Rewrite the records below, substituting "site log" for every occurrence of "grower's notes" and leaving everything else unchanged.

··· Records for this task ···

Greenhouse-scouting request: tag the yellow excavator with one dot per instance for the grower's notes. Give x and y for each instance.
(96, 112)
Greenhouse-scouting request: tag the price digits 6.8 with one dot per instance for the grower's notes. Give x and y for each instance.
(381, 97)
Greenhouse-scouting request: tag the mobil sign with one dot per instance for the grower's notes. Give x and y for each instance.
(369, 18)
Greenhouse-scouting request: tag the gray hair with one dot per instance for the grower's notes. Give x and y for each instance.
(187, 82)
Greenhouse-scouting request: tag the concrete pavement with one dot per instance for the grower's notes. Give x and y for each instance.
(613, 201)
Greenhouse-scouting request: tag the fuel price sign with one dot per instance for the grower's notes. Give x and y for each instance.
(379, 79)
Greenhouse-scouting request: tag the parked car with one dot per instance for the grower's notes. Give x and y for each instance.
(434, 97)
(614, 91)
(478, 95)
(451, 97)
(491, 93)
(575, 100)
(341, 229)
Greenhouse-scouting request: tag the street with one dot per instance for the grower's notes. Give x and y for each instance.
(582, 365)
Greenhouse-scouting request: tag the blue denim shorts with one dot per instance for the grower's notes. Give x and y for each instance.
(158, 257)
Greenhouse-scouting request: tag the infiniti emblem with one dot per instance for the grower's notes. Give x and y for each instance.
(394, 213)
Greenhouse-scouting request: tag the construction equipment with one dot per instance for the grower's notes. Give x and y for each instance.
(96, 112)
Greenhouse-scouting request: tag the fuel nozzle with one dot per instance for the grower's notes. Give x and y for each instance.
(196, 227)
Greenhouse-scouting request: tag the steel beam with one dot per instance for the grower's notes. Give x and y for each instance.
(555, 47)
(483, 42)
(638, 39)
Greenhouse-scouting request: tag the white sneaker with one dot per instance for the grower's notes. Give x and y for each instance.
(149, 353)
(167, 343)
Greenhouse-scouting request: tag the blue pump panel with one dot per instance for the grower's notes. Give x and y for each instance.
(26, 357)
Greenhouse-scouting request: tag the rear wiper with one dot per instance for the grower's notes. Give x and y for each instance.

···

Response »
Greenhouse-scouting request: tag the yellow excavator with one dot per instance for the site log. Give x and y for each instance.
(96, 112)
Greenhouse-scouting request: tag the price digits 6.8 with one dot per instance for the site log. Give x and y for each instance.
(381, 97)
Greenhouse-scouting request: tag the mobil sign with one dot per instance for the site log. Give x and y for each instance.
(369, 18)
Greenhouse-scouting request: tag the gray hair with one dot per instance for the site log. Give x and y for each instance.
(187, 82)
Greenhouse-scouting request: tag the concrete pavement with one dot per instance for the site log. Give x and y for each instance.
(613, 201)
Greenhouse-scouting request: tag the fuel price sign with one dot per instance for the site log. Give x and y for each instance.
(379, 79)
Greenhouse-scouting request: tag the parked car with one dot per instance for the site log. Give x and y for each instance.
(434, 97)
(614, 91)
(478, 95)
(451, 97)
(491, 93)
(575, 100)
(341, 229)
Greenhouse-scouting request: tag the street with one dot per instance for the site log. Give x and y for each instance.
(582, 365)
Greenhouse-scouting request: tag the blue denim shorts with one dot per instance for the site log. Give x and y for each instance.
(158, 257)
Greenhouse-scouting request: tag the infiniti emblem with one dot per instance for the site log. Give x and y for each instance.
(394, 213)
Greenhouse-scouting request: tag the construction equipment with one dot per instance for the site log. Give x and y for each instance.
(96, 112)
Greenhouse-scouting request: tag the fuel nozzle with one dot per instance for the site log. Give x and y for each instance.
(196, 227)
Greenhouse-scouting request: tag the steel beam with one dot per instance for the site log. Give x and y for each instance.
(555, 47)
(483, 42)
(638, 39)
Greenhouse-scouting request: tag the white sneaker with one dot per instance for the site log. Give x and y for each instance.
(149, 353)
(167, 343)
Greenhouse-scouting request: tag the blue pump panel with one dot per instance for the site log. Give x and y for each instance.
(26, 357)
Greenhouse-scouting request: tag the rear wiper with one dot per instance for the site log. Give x and y for each instance.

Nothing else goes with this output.